(Page text):
++++++++++++++++++++

Date: Sun, 26 Sep 2004 21:17:58 -0700
From: Andrew Morton <akpm@osdl.org>
To: John McCutchan <ttb@tentacle.dhs.org>
Cc: linux-kernel@vger.kernel.org, gamin-list@gnome.org, rml@ximian.com,
       viro@parcelfarce.linux.theplanet.co.uk, iggy@gentoo.org
Subject: Re: [RFC][PATCH] inotify 0.10.0
Message-Id: <20040926211758.5566d48a.akpm@osdl.org>
In-Reply-To: <1096250524.18505.2.camel@vertex>
References: <1096250524.18505.2.camel@vertex>
Mime-Version: 1.0
Content-Type: text/plain; charset=US-ASCII
Content-Transfer-Encoding: 7bit
Sender: linux-kernel-owner@vger.kernel.org
Content-Length: 12669
Lines: 456

John McCutchan <ttb@tentacle.dhs.org> wrote:
>
> Announcing the release of inotify 0.10.0. 

I can't say I'm thrilled by the locking.

>  Attached is a patch to 2.6.8.1.

Please raise patches against current kernels from
ftp://ftp.kernel.org/pub/linux/kernel/v2.6/snapshots.  This kernel is six
weeks old.


> +#define INOTIFY_VERSION "0.10.0"

You should plan to remove this - it becomes meainingless once the code
is merged up, and nobody ever updates it as they patch things.

> +#define MAX_INOTIFY_DEVS	  8	/* max open inotify devices */
> +#define MAX_INOTIFY_DEV_WATCHERS  8192	/* max total watches */
> +#define MAX_INOTIFY_QUEUED_EVENTS 256	/* max events queued on the dev*/

hmm.

+#define INOTIFY_DEV_TIMER_TIME	  (jiffies + (HZ/4))

ick.  Don't hide the logic in a #define.

static inline arm_dev_timer(struct inotify_device *dev)
{
	mod_timer(&dev->timer, jiffies + HZ/4);
}

is nicer.

> +/* For debugging */
> +static int event_object_count;
> +static int watcher_object_count;
> +static int inode_ref_count;

OK.  These are accessed racily.  Either make them atomic_t's or remove them.

> +struct inotify_device {
> +	unsigned long		bitmask[MAX_INOTIFY_DEV_WATCHERS/BITS_PER_LONG];
> +	struct timer_list	timer;
> +	wait_queue_head_t 	wait;
> +	struct list_head 	events;
> +	struct list_head 	watchers;
> +	spinlock_t		lock;
> +	unsigned int		event_count;
> +	int			nr_watches;
> +};
> +
> +struct inotify_watcher {
> +	int 			wd; // watcher descriptor
> +	unsigned long		mask;
> +	struct inode *		inode;
> +	struct inotify_device *	dev;
> +	struct list_head	d_list; // device list
> +	struct list_head	i_list; // inode list
> +	struct list_head	u_list; // unmount list 
> +};
> ...

++++++++++++++++++++

(Data extract):

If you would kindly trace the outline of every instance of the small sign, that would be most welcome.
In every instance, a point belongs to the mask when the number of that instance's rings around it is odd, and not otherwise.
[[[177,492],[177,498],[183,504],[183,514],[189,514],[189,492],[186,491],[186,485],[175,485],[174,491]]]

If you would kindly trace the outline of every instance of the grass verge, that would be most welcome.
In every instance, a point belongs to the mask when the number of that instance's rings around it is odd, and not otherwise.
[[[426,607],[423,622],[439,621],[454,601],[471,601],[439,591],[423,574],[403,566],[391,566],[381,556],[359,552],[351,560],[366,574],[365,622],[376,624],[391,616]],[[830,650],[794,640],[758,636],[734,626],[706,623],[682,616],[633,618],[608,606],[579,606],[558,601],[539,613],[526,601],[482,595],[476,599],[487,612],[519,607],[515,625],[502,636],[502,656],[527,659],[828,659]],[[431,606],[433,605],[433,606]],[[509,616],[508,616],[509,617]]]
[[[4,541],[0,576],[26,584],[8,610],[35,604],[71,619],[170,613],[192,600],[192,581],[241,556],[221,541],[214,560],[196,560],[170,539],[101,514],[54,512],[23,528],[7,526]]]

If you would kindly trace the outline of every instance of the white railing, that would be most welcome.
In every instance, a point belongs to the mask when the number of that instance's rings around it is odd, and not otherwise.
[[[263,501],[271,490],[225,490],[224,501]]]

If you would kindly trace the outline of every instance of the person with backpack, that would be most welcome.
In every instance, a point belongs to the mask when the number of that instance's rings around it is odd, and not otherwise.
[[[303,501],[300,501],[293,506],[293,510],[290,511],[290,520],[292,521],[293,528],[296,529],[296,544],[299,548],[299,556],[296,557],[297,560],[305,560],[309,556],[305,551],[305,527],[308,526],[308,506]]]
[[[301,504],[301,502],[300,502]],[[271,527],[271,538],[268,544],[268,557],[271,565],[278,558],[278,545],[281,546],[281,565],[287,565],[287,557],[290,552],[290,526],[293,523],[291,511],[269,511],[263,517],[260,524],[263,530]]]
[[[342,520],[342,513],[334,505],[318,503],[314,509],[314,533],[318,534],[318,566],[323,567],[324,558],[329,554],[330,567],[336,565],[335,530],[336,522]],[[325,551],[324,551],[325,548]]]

++++++++++++++++++++

(What is needed):
Write the next part of the email reviewing the inotify 0.10.0 patch, picking up right after its last line.

(Answer to this problem):
> +struct inotify_kernel_event {
> +        struct list_head        list;
> +	struct inotify_event	event;
> +};

Would be nice to add commentary documenting what lock protects the various
fields.

> +static int find_inode(const char __user *dirname, struct inode **inode)

This can just return an inode*, or an IS_ERR() errno, I think?

> +struct inotify_kernel_event *kernel_event(int wd, int mask,
> +					  const char *filename)
> +{
> +	struct inotify_kernel_event *kevent;
> +
> +	kevent = kmem_cache_alloc(kevent_cache, GFP_ATOMIC);

Try to rearrange things so the allocation mode here can become GFP_KERNEL.

Are there ever enough of these objects in flight to justify a standalone
slab cache?

> +	watcher = kmem_cache_alloc(watcher_cache, GFP_KERNEL);

Ditto.

> +void inotify_inode_queue_event(struct inode *inode, unsigned long mask,
> +			       const char *filename)
> +{
> +	struct inotify_watcher *watcher;
> +
> +	spin_lock(&inode->i_lock);

i_lock is documented as an "innermost" lock.

> +	list_for_each_entry(watcher, &inode->watchers, i_list) {
> +		spin_lock(&watcher->dev->lock);

But here, dev->lock is nesting inside it.  Not necessarily a bug per-se,
but it changes and complicates kernel locking rules, and invalidates
commentary elsewhere.

If possible, please try to avoid using i_lock.  Use i_sem instead.

> +void inotify_inode_queue_event_pair(struct inode *inode1, unsigned long mask1,
> +				    const char *filename1,
> +				    struct inode *inode2, unsigned long mask2,
> +				    const char *filename2)
> +{
> +	struct inotify_watcher *watcher;
> +
> +	spin_lock(&inode1->i_lock);
> +	spin_lock(&inode2->i_lock);

A bug, I think.  What happens if another CPU comes in and tries to take these
two locks in the opposite order?

The same problem applies if you switch to i_sem.  The standard fix is to
take the lowest-addressed lock first.  See d_move() for an example.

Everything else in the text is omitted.